Ross certainly practices what he preaches. Thirty years ago his family firm set up a trust, which channels the company’s profits into cutting-edge medical research. So far, with the help of co-donors, the trust has donated £350m and Ross himself famously gave away nearly a quarter of his personal wealth in one year.
But philanthropy, he says, is within the reach of everyone. “You don’t have to be rich, or start out by giving a lot. It doesn’t even need to be money – it can be time. Just making that first move is the biggest step.”
The idea of helping others was instilled at an early age. His parents, the children of immigrant Poles, started from nothing in the 1930s to build up property finance firm Regentsmead, which Ross joined as their accountant after an accounting degree at the LSE and articles with London firm Landau Morley and Scott.
“My parents were always keen to give people opportunities in the business, to train youngsters up from nothing,” he says. “And on their golden wedding, in 1987, they wanted to show the appreciation for the opportunities they’d had in England, so set up the Rosetrees Trust.”
Since its inception, the trust has worked with medical scientists to bankroll research. “We work with fantastic professors, some of medicine’s cleverest minds – but because their work is so innovative, they can’t get funding. So we put a relatively small amount in, get some research data, and then the professor can go to the Wellcome Trust or whoever for the major grant.”

§ **REQUIRED ACTIONS**
1. According to the profile of Ross, in what year did his parents set up the Rosetrees Trust?
2. Please write the next few sentences of the profile of Ross, picking up after its final paragraph.

§ **SOURCE MATERIAL**
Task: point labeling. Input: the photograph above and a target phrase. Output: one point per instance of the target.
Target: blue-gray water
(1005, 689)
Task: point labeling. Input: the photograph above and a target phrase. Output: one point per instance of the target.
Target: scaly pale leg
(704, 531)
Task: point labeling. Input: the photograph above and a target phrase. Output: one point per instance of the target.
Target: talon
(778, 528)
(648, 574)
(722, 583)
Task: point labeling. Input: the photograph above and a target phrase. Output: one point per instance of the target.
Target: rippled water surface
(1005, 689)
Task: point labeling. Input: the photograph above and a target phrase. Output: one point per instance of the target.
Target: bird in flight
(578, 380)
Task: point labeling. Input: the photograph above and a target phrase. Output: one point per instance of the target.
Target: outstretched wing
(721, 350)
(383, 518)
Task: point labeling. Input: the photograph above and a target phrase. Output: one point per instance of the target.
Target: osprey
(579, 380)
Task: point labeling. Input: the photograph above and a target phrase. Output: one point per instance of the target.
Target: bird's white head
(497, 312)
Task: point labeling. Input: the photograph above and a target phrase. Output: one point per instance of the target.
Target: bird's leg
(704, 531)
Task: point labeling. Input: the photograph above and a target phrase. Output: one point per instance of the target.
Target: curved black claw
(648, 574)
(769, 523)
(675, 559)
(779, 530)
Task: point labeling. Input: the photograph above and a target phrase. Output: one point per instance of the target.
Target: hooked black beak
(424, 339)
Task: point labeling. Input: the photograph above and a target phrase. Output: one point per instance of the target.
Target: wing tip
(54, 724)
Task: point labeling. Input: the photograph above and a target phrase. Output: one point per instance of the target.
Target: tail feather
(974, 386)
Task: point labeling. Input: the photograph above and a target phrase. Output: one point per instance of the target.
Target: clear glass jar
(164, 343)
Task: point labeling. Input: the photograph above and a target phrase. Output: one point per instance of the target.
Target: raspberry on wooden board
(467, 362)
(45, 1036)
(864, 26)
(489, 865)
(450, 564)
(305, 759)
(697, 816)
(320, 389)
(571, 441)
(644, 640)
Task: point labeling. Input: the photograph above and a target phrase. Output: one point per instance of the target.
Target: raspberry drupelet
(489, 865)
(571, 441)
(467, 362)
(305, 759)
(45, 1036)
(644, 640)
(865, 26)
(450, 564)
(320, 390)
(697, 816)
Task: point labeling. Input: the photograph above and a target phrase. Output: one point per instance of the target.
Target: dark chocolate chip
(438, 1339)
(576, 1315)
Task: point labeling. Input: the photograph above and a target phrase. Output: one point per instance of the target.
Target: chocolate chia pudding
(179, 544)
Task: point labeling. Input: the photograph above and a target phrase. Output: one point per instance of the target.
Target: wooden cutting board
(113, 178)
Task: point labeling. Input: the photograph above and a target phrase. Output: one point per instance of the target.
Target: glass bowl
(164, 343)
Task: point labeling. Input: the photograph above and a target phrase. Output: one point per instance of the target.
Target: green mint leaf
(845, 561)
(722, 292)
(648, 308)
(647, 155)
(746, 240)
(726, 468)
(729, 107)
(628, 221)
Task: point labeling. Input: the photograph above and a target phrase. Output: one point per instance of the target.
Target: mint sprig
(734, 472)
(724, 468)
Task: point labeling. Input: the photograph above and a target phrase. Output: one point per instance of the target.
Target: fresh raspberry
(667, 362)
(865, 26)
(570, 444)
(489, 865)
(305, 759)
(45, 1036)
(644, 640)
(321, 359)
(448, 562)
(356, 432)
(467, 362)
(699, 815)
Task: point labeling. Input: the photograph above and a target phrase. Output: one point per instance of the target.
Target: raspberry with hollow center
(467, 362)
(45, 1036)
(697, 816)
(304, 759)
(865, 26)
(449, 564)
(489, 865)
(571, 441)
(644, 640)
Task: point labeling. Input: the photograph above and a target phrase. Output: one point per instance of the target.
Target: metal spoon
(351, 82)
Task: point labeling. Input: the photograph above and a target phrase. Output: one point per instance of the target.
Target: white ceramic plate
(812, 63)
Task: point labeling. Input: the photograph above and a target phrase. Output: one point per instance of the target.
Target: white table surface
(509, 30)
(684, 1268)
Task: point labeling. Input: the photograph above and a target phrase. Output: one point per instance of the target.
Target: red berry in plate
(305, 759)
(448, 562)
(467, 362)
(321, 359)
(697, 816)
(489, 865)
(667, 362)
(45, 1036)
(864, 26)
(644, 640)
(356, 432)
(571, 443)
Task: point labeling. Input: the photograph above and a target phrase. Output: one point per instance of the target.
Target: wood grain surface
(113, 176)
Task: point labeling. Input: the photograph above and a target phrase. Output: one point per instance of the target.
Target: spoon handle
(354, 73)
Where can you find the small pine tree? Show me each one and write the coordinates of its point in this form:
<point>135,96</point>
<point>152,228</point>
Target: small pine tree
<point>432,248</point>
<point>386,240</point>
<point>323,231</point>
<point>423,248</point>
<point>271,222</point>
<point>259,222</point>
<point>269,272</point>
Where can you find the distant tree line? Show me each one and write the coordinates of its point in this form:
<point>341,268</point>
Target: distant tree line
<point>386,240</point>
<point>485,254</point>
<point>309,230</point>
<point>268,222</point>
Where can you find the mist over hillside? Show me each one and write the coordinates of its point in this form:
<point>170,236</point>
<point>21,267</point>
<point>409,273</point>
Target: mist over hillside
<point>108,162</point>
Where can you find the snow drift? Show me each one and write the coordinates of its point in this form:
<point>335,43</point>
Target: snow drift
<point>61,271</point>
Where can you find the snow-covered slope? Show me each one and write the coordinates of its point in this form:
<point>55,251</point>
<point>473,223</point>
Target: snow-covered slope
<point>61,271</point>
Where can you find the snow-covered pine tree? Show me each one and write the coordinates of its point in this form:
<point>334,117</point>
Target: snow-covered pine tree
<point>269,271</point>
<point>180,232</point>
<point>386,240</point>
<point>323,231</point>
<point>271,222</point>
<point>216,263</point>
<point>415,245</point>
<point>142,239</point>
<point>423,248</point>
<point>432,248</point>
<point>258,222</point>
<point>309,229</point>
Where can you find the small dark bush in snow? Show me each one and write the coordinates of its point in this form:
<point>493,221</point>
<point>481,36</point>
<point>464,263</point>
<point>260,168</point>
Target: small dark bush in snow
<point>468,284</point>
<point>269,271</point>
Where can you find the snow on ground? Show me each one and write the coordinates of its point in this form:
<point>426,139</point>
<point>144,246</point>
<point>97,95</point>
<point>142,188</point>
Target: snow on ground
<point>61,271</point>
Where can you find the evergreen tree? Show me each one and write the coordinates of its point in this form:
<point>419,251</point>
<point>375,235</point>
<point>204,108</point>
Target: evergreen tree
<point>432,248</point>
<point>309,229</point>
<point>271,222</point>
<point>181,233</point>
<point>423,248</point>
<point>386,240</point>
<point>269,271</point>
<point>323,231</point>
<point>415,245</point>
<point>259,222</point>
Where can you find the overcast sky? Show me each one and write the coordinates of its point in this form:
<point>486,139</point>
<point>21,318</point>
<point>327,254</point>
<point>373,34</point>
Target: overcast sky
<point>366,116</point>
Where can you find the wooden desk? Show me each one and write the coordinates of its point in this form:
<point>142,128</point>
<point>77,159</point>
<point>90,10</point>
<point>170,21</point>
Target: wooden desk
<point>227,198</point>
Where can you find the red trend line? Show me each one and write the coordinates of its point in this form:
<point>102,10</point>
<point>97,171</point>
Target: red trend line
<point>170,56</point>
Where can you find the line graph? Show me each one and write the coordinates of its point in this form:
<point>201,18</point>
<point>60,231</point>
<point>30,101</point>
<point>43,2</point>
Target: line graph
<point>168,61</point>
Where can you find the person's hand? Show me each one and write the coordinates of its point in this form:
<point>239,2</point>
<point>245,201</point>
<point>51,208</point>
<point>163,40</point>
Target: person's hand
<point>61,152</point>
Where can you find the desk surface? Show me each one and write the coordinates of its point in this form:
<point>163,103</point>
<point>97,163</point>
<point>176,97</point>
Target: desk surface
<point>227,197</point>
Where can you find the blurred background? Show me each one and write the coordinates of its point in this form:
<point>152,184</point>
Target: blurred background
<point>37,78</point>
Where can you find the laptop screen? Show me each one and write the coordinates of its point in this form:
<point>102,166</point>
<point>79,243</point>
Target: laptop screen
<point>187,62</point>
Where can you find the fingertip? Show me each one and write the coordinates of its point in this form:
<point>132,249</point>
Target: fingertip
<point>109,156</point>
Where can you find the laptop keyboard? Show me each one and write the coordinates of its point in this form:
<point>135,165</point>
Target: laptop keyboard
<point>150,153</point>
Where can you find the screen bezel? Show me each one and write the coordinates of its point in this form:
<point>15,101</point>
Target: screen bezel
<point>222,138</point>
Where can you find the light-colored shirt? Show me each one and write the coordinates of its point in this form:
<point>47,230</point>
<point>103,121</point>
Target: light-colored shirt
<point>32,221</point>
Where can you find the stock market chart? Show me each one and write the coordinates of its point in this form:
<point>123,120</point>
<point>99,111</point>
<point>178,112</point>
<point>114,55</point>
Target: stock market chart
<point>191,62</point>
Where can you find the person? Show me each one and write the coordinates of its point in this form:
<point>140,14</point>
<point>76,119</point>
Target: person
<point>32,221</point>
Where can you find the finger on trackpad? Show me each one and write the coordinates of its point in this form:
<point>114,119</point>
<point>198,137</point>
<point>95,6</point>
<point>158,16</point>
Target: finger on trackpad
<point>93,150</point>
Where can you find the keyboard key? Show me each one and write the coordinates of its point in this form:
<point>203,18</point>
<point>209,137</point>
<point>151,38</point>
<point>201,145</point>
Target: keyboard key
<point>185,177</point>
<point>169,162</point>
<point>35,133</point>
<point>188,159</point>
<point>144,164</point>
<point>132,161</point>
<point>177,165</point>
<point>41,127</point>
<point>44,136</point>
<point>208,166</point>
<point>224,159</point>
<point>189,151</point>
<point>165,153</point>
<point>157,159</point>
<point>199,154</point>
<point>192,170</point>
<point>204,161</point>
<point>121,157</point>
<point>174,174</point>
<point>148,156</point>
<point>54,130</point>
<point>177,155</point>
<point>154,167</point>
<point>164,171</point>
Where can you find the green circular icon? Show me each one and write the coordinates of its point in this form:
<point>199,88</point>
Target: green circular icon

§ **RESPONSES FOR EACH TASK**
1. 1987, on their golden wedding.

2.
Ross, who lives in Hampstead, north London, has chaired both company and trust since his father’s death. Rosetrees also operates several co-donor partnerships that encourage others into philanthropy. “Co-donors come to us with a scientific area that interests them, and we identify outstanding researchers whose work they can support. For every £1 we gave away in 1987, we give about £300 now,” he adds.
“People listen to accountants for their advice on how to make their money work for them – we have so much influence in showing clients how it can be used for good. We are better placed than anyone else – which gives us the responsibility to help close that rich-poor divide.”
And Ross, now 75, intends to do this for as long as possible. “It’s wonderful to meet, be inspired by and help such clever people,” he says. “I’m not stopping yet. We’ve generated about £350m in grants. I’m not retiring until we reach £1bn.”